* **Image boundary labeling entries**:
----
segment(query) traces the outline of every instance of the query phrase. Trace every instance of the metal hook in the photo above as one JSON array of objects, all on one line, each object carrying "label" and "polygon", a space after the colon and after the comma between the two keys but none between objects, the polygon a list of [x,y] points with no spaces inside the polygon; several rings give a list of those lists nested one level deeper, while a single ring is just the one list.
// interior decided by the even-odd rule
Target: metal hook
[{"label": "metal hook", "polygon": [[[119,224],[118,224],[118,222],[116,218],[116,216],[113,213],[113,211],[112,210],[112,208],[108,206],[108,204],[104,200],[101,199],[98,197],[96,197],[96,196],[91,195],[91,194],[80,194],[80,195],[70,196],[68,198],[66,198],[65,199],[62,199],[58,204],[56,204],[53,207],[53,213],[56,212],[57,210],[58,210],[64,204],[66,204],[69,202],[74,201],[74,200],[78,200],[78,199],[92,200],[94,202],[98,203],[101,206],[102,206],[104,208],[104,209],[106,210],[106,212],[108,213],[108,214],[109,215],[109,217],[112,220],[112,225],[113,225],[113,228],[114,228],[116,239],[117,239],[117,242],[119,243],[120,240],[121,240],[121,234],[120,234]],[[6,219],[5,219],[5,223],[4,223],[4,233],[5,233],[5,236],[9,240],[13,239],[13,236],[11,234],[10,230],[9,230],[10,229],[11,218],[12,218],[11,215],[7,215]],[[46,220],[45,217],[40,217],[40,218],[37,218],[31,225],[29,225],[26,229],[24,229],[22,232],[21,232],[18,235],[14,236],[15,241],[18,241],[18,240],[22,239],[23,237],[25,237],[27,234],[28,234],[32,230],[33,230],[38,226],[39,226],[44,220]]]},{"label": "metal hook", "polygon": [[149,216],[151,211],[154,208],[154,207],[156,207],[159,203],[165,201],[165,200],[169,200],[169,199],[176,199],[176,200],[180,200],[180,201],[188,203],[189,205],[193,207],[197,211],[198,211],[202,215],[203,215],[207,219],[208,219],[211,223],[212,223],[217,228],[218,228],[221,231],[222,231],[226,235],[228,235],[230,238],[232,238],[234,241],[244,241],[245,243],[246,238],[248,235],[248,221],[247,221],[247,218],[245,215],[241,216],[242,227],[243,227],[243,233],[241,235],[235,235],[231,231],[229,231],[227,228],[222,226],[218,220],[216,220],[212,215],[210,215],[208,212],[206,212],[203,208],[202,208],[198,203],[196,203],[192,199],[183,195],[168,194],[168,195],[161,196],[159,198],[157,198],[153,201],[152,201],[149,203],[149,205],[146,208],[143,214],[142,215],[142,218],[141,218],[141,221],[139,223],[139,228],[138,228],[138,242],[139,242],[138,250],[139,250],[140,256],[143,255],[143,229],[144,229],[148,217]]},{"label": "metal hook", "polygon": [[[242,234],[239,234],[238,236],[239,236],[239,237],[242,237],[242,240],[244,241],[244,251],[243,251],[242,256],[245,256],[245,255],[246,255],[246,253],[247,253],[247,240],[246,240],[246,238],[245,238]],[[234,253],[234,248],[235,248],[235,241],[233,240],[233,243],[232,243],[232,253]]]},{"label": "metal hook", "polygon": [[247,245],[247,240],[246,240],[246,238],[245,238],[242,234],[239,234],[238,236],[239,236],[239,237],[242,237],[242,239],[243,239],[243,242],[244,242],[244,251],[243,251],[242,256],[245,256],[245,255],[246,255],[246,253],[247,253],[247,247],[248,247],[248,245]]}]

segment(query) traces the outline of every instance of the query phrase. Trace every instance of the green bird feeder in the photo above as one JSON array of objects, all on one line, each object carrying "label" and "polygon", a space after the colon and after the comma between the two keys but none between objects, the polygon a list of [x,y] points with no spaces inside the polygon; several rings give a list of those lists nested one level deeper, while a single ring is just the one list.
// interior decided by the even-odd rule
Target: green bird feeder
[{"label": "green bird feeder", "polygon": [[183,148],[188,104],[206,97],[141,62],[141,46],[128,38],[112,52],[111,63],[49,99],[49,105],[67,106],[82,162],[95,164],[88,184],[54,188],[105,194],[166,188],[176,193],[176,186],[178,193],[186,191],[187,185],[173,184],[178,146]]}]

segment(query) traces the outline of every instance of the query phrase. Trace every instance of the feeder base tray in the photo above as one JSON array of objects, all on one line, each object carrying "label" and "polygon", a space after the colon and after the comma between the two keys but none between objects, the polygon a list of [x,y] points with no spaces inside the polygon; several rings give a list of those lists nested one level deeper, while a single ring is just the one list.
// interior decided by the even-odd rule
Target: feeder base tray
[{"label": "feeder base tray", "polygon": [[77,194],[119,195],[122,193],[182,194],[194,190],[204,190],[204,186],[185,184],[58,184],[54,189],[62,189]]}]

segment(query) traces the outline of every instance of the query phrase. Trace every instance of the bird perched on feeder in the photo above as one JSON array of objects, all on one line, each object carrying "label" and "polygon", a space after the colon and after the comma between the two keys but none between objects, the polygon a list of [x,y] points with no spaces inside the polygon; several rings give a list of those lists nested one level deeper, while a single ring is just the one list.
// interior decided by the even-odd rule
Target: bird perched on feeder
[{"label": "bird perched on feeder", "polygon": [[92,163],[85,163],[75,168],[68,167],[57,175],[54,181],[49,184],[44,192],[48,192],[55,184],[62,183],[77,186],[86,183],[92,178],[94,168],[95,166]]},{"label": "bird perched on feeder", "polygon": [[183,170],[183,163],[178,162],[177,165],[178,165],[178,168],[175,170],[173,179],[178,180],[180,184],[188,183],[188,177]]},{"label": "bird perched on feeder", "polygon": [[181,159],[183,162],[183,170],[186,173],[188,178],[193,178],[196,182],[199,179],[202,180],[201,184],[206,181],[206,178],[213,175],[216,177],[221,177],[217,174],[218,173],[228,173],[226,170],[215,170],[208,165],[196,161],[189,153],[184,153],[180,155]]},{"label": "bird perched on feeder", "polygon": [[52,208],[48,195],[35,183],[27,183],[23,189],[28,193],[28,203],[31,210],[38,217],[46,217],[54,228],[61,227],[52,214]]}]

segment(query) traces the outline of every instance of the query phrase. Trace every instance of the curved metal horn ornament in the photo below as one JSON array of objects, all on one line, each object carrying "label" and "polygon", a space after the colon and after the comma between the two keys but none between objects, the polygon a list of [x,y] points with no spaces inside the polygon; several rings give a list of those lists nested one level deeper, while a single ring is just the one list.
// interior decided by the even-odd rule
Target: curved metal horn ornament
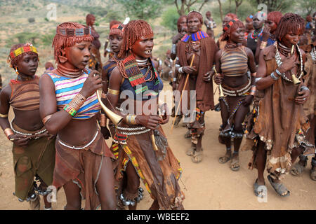
[{"label": "curved metal horn ornament", "polygon": [[103,102],[101,99],[101,94],[102,94],[102,90],[98,90],[96,91],[96,94],[98,97],[98,100],[99,101],[100,105],[101,105],[102,109],[105,113],[107,117],[112,120],[112,122],[115,125],[115,127],[119,125],[121,120],[123,120],[123,117],[120,116],[119,115],[116,114],[113,111],[112,111],[110,109],[109,109],[107,107],[104,105]]}]

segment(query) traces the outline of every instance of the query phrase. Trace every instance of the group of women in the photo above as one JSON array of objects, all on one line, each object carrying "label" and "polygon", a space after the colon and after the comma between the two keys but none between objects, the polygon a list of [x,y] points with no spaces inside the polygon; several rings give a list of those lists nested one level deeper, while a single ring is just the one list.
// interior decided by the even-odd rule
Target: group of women
[{"label": "group of women", "polygon": [[[192,76],[199,72],[194,78],[197,83],[203,83],[205,91],[213,90],[212,76],[220,85],[219,139],[226,153],[219,162],[231,160],[230,169],[238,170],[239,150],[242,141],[248,139],[254,150],[250,166],[258,169],[255,194],[264,194],[259,187],[265,185],[268,154],[269,181],[279,195],[289,195],[280,180],[298,155],[315,153],[314,142],[304,135],[309,121],[303,105],[310,90],[304,84],[305,53],[298,46],[303,20],[296,14],[282,16],[272,12],[262,29],[264,15],[259,12],[253,16],[254,29],[249,30],[246,41],[244,23],[230,13],[224,18],[223,33],[216,46],[213,39],[209,40],[211,37],[201,32],[202,14],[189,14],[189,35],[176,41],[178,50],[171,53],[185,57],[187,43],[193,49],[190,57],[196,55],[198,61],[195,61],[195,69],[187,65],[176,68],[176,73],[183,73],[180,68]],[[255,25],[257,19],[260,21]],[[143,195],[141,180],[153,199],[150,209],[183,209],[185,195],[178,183],[182,169],[162,128],[169,122],[169,113],[166,104],[159,102],[163,83],[156,70],[158,64],[151,59],[152,29],[143,20],[112,24],[109,34],[112,57],[100,73],[88,69],[91,49],[96,50],[95,18],[91,16],[90,20],[90,26],[64,22],[56,27],[53,46],[57,68],[46,70],[40,78],[35,76],[39,65],[36,47],[27,43],[11,49],[8,62],[17,78],[0,93],[0,125],[13,144],[15,195],[21,202],[29,202],[32,209],[39,209],[38,195],[42,195],[44,209],[51,209],[47,187],[53,186],[65,190],[65,209],[81,209],[84,198],[85,209],[136,209]],[[194,39],[199,35],[203,38]],[[252,43],[248,48],[249,41],[257,43],[256,48]],[[209,50],[204,50],[208,46],[214,62],[202,64],[203,55],[209,57]],[[102,64],[100,53],[96,57]],[[313,59],[315,64],[315,55]],[[211,104],[205,101],[209,107],[204,110],[203,100],[198,101],[199,106],[207,111]],[[253,102],[254,109],[249,113]],[[10,106],[14,113],[11,122]],[[197,118],[202,116],[202,111],[196,113]],[[105,139],[110,136],[112,143],[109,147]],[[202,153],[197,153],[201,144],[197,145],[199,150],[196,147],[187,154],[195,162],[202,161]],[[242,145],[250,149],[246,144]],[[315,167],[314,164],[314,172]]]}]

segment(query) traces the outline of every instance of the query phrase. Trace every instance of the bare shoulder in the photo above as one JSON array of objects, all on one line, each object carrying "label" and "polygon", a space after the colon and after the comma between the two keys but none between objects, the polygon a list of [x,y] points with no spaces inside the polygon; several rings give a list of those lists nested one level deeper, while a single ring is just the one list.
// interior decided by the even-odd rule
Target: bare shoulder
[{"label": "bare shoulder", "polygon": [[0,98],[1,99],[10,99],[10,97],[11,95],[11,86],[10,85],[6,85],[4,88],[2,89],[1,92],[0,92]]}]

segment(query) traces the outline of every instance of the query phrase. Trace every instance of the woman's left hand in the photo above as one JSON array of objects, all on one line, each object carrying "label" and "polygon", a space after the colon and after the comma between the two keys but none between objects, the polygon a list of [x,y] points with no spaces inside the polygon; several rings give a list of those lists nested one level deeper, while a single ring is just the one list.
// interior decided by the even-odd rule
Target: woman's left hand
[{"label": "woman's left hand", "polygon": [[254,99],[253,95],[246,96],[242,100],[242,105],[244,105],[244,106],[249,106],[252,103],[253,99]]},{"label": "woman's left hand", "polygon": [[214,74],[214,71],[212,71],[212,70],[209,71],[203,76],[203,80],[206,83],[210,82],[213,74]]},{"label": "woman's left hand", "polygon": [[166,103],[160,106],[160,111],[162,112],[162,122],[161,124],[164,125],[168,123],[168,122],[169,121],[170,115],[169,113],[168,113],[168,106]]},{"label": "woman's left hand", "polygon": [[111,137],[111,132],[110,132],[107,127],[101,127],[101,133],[105,139],[109,139]]},{"label": "woman's left hand", "polygon": [[299,96],[295,98],[295,103],[296,104],[304,104],[310,97],[310,92],[308,90],[303,90],[298,92]]}]

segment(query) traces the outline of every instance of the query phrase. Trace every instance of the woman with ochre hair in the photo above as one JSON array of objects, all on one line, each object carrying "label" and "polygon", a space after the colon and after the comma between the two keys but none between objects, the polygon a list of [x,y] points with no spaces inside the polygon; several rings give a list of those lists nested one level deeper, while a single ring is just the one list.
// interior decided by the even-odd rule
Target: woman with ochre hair
[{"label": "woman with ochre hair", "polygon": [[[168,122],[166,104],[158,104],[163,83],[151,59],[154,33],[144,20],[131,21],[124,28],[117,66],[110,77],[105,103],[121,115],[114,151],[118,153],[116,180],[120,209],[136,209],[143,198],[140,178],[154,202],[150,209],[183,209],[184,195],[178,183],[182,169],[161,125]],[[122,94],[129,97],[115,109]],[[161,115],[158,114],[160,108]]]},{"label": "woman with ochre hair", "polygon": [[98,126],[102,88],[96,71],[86,69],[93,37],[75,22],[57,27],[53,46],[57,69],[40,80],[40,113],[46,129],[57,134],[53,185],[63,187],[67,210],[115,209],[113,154]]},{"label": "woman with ochre hair", "polygon": [[265,167],[277,193],[289,196],[290,191],[282,180],[300,154],[315,153],[313,143],[305,136],[310,125],[303,105],[310,90],[303,82],[305,54],[298,46],[303,31],[304,20],[300,15],[285,14],[277,26],[276,41],[260,55],[256,85],[258,90],[263,90],[263,96],[254,124],[247,127],[246,134],[254,143],[249,147],[254,154],[249,166],[258,169],[254,184],[256,196],[266,197]]},{"label": "woman with ochre hair", "polygon": [[[220,136],[226,145],[226,153],[219,158],[219,162],[226,163],[232,160],[230,169],[237,171],[240,168],[239,148],[244,134],[242,123],[256,92],[256,64],[252,51],[241,44],[244,40],[244,24],[235,19],[224,30],[223,39],[227,43],[215,56],[216,71],[220,76],[216,76],[214,80],[216,84],[222,85],[225,96],[220,100],[223,127]],[[251,77],[248,76],[248,70]]]},{"label": "woman with ochre hair", "polygon": [[[20,202],[29,202],[31,209],[40,208],[39,197],[44,195],[44,209],[51,210],[47,201],[47,187],[53,181],[55,165],[55,138],[45,129],[39,116],[39,78],[35,76],[39,66],[37,48],[30,43],[11,48],[8,63],[17,78],[11,80],[0,94],[0,125],[13,141],[15,192]],[[14,113],[8,119],[10,107]],[[39,186],[34,184],[34,177]]]}]

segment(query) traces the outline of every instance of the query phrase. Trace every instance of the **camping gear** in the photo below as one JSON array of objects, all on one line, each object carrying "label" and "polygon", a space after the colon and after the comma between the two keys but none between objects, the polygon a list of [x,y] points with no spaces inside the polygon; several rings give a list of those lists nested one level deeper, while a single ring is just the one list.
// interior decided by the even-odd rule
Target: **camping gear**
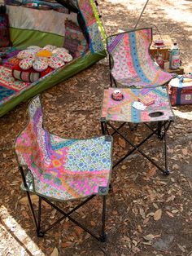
----
* **Exercise directions**:
Please repeat the lines of the entries word for word, starting at the line that contains "of the green" and ending at the line that contains "Target: green bird feeder".

* **Output below**:
segment(query) traces the outline of every instance of the query phrase. Trace every instance of the green bird feeder in the photo above as one JSON array of objects, all on one line, each object carrying "label" and "polygon", a space after the colon and after the comma between the two keys but none between objects, the polygon a list of [x,y] points with no spaces inside the polygon; several rings give a list of those lists nested one level deeper, while a single ring is just the one list.
// interior decided by the even-odd rule
Target: green bird feeder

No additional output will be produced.